Please lay out the lines from the first one through the line containing "POLYGON ((684 504, 607" as a two-column CSV headed input and output. Each row should hold one text in input and the answer that follows it in output, and each field should be quoted, with line breaks turned into spaces.

## begin GIVEN RECORDS

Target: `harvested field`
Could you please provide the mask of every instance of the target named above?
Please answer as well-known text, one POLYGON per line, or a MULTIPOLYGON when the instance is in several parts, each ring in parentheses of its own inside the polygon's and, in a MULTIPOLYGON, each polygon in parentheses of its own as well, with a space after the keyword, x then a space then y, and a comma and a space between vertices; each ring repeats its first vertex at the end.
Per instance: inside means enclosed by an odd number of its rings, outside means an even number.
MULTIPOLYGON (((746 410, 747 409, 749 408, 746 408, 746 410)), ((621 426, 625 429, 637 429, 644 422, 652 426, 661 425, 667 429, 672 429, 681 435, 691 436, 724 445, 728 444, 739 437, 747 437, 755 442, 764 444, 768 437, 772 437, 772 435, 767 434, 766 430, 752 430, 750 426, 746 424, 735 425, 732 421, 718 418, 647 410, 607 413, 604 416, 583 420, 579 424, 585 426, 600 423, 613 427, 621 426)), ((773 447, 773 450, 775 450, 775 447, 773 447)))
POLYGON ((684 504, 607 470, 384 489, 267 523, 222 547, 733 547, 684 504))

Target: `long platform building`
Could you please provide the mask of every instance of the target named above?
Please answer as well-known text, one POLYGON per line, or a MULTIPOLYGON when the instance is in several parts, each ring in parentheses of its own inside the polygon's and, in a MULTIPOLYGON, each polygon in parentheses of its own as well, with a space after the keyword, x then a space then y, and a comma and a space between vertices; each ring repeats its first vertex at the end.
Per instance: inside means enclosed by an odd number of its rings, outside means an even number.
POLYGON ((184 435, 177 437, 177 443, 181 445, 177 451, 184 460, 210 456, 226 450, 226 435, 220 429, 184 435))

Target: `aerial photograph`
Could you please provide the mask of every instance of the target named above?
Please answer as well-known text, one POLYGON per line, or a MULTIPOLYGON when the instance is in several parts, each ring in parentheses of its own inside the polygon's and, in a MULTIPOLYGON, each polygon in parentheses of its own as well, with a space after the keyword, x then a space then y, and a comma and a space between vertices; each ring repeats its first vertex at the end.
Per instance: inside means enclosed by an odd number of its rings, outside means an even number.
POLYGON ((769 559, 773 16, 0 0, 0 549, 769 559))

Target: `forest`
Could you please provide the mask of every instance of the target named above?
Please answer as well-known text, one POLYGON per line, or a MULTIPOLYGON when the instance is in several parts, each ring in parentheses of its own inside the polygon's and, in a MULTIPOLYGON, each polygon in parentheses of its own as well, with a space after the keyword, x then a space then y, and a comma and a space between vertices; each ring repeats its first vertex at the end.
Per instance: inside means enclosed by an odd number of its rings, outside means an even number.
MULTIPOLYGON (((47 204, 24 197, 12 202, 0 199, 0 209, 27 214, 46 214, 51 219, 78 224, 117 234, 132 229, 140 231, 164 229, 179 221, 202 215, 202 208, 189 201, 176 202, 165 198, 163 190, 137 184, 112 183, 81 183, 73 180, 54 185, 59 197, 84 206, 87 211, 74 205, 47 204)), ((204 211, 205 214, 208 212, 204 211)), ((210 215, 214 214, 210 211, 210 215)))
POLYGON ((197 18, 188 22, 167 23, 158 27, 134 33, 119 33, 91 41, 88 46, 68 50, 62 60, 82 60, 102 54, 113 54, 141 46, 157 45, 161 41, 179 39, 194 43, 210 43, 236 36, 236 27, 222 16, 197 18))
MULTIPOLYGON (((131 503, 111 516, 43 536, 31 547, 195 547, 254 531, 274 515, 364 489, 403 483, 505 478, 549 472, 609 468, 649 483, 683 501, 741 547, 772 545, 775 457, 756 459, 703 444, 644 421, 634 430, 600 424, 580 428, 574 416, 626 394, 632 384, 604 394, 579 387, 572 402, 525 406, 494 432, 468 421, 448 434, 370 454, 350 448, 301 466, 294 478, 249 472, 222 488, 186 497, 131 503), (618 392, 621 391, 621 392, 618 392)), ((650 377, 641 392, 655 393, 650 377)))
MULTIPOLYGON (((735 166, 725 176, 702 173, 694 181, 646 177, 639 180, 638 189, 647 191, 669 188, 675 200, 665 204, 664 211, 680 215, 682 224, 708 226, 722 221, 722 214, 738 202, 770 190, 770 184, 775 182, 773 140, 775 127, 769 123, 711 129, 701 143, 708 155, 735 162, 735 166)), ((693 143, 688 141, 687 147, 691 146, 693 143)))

## end GIVEN RECORDS

__RESPONSE BELOW__:
input,output
"Target: `harvested field` Could you please provide the mask of every instance of the target named above? Please answer as well-known text, one POLYGON per line, or a MULTIPOLYGON when the instance is in several parts, each ring in parentheses of its own inside the polygon's and, in a MULTIPOLYGON, each polygon in parentheses of its own as well, with a space after the keyword, x then a space then y, and a comma and a space between vertices; each ring repeats its first vertex at the end. Per instance: inside means enclosed by an odd number of its rings, outside means an even number.","MULTIPOLYGON (((746 410, 747 409, 749 408, 746 408, 746 410)), ((621 426, 625 429, 637 429, 644 422, 652 426, 661 425, 667 429, 672 429, 681 435, 691 436, 724 445, 728 444, 739 437, 747 437, 755 442, 764 444, 768 437, 772 437, 772 435, 767 434, 766 430, 752 430, 750 426, 746 424, 735 425, 732 421, 718 418, 647 410, 607 413, 604 416, 583 420, 579 424, 585 426, 600 423, 613 427, 621 426)), ((773 447, 773 450, 775 450, 775 447, 773 447))) POLYGON ((684 504, 607 470, 384 489, 267 523, 222 547, 733 547, 684 504))"